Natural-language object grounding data
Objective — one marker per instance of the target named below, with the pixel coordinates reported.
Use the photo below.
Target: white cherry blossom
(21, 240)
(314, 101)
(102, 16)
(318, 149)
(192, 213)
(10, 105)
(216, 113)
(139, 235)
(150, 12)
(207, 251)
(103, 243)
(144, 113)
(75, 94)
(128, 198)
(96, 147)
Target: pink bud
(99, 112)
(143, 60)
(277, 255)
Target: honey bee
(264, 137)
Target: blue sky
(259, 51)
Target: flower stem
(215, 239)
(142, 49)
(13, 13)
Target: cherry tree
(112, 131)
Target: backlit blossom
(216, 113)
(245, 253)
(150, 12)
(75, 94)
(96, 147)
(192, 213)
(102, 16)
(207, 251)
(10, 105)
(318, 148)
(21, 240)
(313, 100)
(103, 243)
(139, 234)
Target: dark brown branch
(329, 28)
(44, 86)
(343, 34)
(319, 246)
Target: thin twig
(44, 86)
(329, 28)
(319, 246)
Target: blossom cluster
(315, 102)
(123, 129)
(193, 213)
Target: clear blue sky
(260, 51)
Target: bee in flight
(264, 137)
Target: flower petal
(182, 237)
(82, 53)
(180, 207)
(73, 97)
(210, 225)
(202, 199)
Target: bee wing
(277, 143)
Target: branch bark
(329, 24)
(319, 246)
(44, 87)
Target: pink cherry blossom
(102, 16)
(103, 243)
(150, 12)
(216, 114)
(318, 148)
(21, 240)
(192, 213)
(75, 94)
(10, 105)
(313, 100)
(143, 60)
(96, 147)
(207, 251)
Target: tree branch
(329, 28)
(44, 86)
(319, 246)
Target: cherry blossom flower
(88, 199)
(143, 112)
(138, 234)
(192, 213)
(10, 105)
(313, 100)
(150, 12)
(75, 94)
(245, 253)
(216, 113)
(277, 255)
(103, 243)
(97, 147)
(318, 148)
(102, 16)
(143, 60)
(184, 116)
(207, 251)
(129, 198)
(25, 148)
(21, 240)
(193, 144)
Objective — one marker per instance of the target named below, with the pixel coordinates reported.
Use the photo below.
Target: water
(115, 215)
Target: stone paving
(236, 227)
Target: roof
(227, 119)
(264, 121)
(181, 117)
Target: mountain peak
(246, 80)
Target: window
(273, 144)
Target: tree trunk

— WHAT YOU HAVE TO DO —
All lines from the one containing "Target: dark brown branch" through the final line of the records above are to be set down exactly, and no other line is to appear.

— OUTPUT BELOW —
Target: dark brown branch
(329, 28)
(44, 86)
(343, 34)
(319, 246)
Target: thin twig
(44, 86)
(329, 28)
(319, 246)
Target: blossom cluster
(315, 102)
(123, 129)
(193, 213)
Target: clear blue sky
(260, 51)
Target: bee in flight
(264, 137)
Target: flower petal
(182, 237)
(82, 53)
(180, 207)
(73, 97)
(210, 225)
(202, 199)
Target: bee wing
(277, 143)
Target: branch bark
(329, 24)
(319, 246)
(44, 87)
Target: pink cherry blossom
(102, 16)
(103, 243)
(150, 12)
(216, 114)
(318, 148)
(21, 240)
(192, 213)
(75, 94)
(10, 105)
(313, 100)
(143, 60)
(96, 147)
(207, 251)
Target: tree branch
(329, 28)
(44, 86)
(319, 246)
Target: cherry blossom flower
(88, 199)
(143, 112)
(138, 234)
(192, 213)
(10, 105)
(313, 100)
(150, 12)
(75, 94)
(245, 253)
(216, 113)
(277, 255)
(103, 243)
(97, 147)
(318, 148)
(102, 16)
(143, 60)
(184, 116)
(207, 251)
(129, 198)
(25, 148)
(21, 240)
(193, 144)
Objective — one marker per instance of the target named below, with the pixel coordinates reported.
Use the photo below.
Target: water
(115, 215)
Target: stone paving
(236, 227)
Target: roof
(227, 119)
(264, 121)
(181, 117)
Target: mountain peak
(246, 80)
Target: window
(273, 144)
Target: tree trunk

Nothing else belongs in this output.